Darbeci haydutları tepeledik. Ülkeye verdikleri zararın boyutunun, her yeni bilgi ışığında daha da büyüdüğünü görüyoruz.
Peki, bu asker üniformalı teröristler ve gizli-açık yandaşları duracak mı? Asla... İşte bu yüzden meydanlarda demokrasi nöbetleri sürüyor, kamu ve özel sektör, ülke imajını düzeltmek için çabalıyor.
Bunları yaparken ortaya çıkan ihtiyaç ekonomi diplomasisidir.
Sonuçta dışarıda hâlâ etkin FETÖ çetesinin algı operasyonları sürüyor ve Türkiye'nin ortaya koyduğu demokrasi zaferi dahi karalanıyor, ekonominin itibarına saldırılıyor. Tam da bu noktada Kamu Diplomasisi Koordinasyonu önem kazanıyor.
Başbakan Yardımcısı Numan Kurtulmuş, ekonomi diplomasisi alanında strateji belirlemek ve neler yapılabileceğine dair fikir alışverişinde bulunmak için dün aralarında benim de bulunduğum medya mensubu ve ekonomistlerle bir araya geldi.
Amaç, bir yandan darbe girişimiyle oluşan imaj hasarını silmek diğer yanda Türkiye'yi dünyaya doğru anlatmak için iş bölümü ve eylem birliği oluşturmak...
Kurtulmuş, askeri darbenin başarılmaması ardından FETÖ elemanlarının
1- ekonomiyi itibarsızlaştırma,
2- insan hakları ihlalleri iftirası atma faaliyetlerine yoğunlaşacakları kanaatinde...

Verilen görev 1 ::
Ekonomi diplomasisi üzerine olan yazıyı iki cümlede özetler misin?
Bu satırların yazıyla hiçbir bağlantısı yok.

Ham veri ::
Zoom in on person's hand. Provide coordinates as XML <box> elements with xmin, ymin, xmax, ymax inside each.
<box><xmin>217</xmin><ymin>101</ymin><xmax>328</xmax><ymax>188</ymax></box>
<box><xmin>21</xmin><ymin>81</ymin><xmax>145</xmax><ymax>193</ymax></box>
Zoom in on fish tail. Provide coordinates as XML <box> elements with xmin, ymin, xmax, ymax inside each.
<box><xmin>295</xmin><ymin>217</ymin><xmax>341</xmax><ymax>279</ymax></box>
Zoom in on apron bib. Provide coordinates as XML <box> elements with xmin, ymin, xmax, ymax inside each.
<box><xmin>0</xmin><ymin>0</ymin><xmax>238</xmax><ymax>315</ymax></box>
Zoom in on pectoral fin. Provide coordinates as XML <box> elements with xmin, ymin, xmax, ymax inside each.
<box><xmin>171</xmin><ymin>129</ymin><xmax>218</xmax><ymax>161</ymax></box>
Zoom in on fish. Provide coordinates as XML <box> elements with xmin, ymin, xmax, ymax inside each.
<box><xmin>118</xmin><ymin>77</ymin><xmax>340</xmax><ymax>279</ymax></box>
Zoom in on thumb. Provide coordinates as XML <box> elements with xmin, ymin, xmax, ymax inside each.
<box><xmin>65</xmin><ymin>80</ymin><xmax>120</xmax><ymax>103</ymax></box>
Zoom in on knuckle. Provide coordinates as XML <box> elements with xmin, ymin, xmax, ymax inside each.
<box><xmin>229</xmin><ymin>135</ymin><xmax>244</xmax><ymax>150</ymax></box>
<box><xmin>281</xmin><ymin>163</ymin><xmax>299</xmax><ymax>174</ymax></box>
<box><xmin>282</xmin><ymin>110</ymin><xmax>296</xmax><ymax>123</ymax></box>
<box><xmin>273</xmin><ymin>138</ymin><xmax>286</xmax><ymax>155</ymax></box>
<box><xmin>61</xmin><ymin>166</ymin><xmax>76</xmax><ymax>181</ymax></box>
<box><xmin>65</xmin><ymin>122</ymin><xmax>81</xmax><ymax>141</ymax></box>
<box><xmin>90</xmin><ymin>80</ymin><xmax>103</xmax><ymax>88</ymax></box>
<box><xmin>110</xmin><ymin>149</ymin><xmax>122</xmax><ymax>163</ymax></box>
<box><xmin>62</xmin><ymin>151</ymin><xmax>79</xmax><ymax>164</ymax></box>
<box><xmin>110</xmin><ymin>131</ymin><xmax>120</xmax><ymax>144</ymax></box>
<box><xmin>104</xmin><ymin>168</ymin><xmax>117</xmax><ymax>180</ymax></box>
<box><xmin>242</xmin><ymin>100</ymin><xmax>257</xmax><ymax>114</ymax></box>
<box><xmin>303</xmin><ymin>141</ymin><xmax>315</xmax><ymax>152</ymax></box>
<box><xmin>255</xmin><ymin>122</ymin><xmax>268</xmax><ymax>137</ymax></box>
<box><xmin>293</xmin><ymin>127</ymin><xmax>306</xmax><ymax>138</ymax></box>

Verilen görev 2 ::
Veri satırlarını, "Zoom in on thumb." ifadesini içeren satırdan son satıra kadar, iki uç da dahil, girdi ve cikti sütunlarından oluşan bir CSV'ye dönüştürür müsün? Her girdi metni, cevabıyla birlikte tek bir CSV satırı olsun; ikisi de tırnak içinde birer alanda dursun, satır sonları boşluğa çevrilsin.

Alıştırma sonucu 1 ::
Darbe girişiminin ülkeye verdiği zararın boyutu her yeni bilgiyle büyürken yurt dışında FETÖ'nün algı operasyonları sürüyor ve ekonominin itibarına saldırılıyor; bu yüzden ekonomi diplomasisine ihtiyaç var ve Kamu Diplomasisi Koordinasyonu önem kazanıyor. Başbakan Yardımcısı Numan Kurtulmuş, imaj hasarını silmek ve Türkiye'yi dünyaya doğru anlatmak amacıyla medya mensupları ve ekonomistlerle bir araya geldi; Kurtulmuş, FETÖ elemanlarının ekonomiyi itibarsızlaştırmaya ve insan hakları ihlalleri iftirası atmaya yoğunlaşacakları kanaatinde.

Alıştırma sonucu 2 ::
girdi,cikti
"Zoom in on thumb. Provide coordinates as XML <box> elements with xmin, ymin, xmax, ymax inside each.","<box><xmin>65</xmin><ymin>80</ymin><xmax>120</xmax><ymax>103</ymax></box>"
"Zoom in on knuckle. Provide coordinates as XML <box> elements with xmin, ymin, xmax, ymax inside each.","<box><xmin>229</xmin><ymin>135</ymin><xmax>244</xmax><ymax>150</ymax></box> <box><xmin>281</xmin><ymin>163</ymin><xmax>299</xmax><ymax>174</ymax></box> <box><xmin>282</xmin><ymin>110</ymin><xmax>296</xmax><ymax>123</ymax></box> <box><xmin>273</xmin><ymin>138</ymin><xmax>286</xmax><ymax>155</ymax></box> <box><xmin>61</xmin><ymin>166</ymin><xmax>76</xmax><ymax>181</ymax></box> <box><xmin>65</xmin><ymin>122</ymin><xmax>81</xmax><ymax>141</ymax></box> <box><xmin>90</xmin><ymin>80</ymin><xmax>103</xmax><ymax>88</ymax></box> <box><xmin>110</xmin><ymin>149</ymin><xmax>122</xmax><ymax>163</ymax></box> <box><xmin>62</xmin><ymin>151</ymin><xmax>79</xmax><ymax>164</ymax></box> <box><xmin>110</xmin><ymin>131</ymin><xmax>120</xmax><ymax>144</ymax></box> <box><xmin>104</xmin><ymin>168</ymin><xmax>117</xmax><ymax>180</ymax></box> <box><xmin>242</xmin><ymin>100</ymin><xmax>257</xmax><ymax>114</ymax></box> <box><xmin>303</xmin><ymin>141</ymin><xmax>315</xmax><ymax>152</ymax></box> <box><xmin>255</xmin><ymin>122</ymin><xmax>268</xmax><ymax>137</ymax></box> <box><xmin>293</xmin><ymin>127</ymin><xmax>306</xmax><ymax>138</ymax></box>"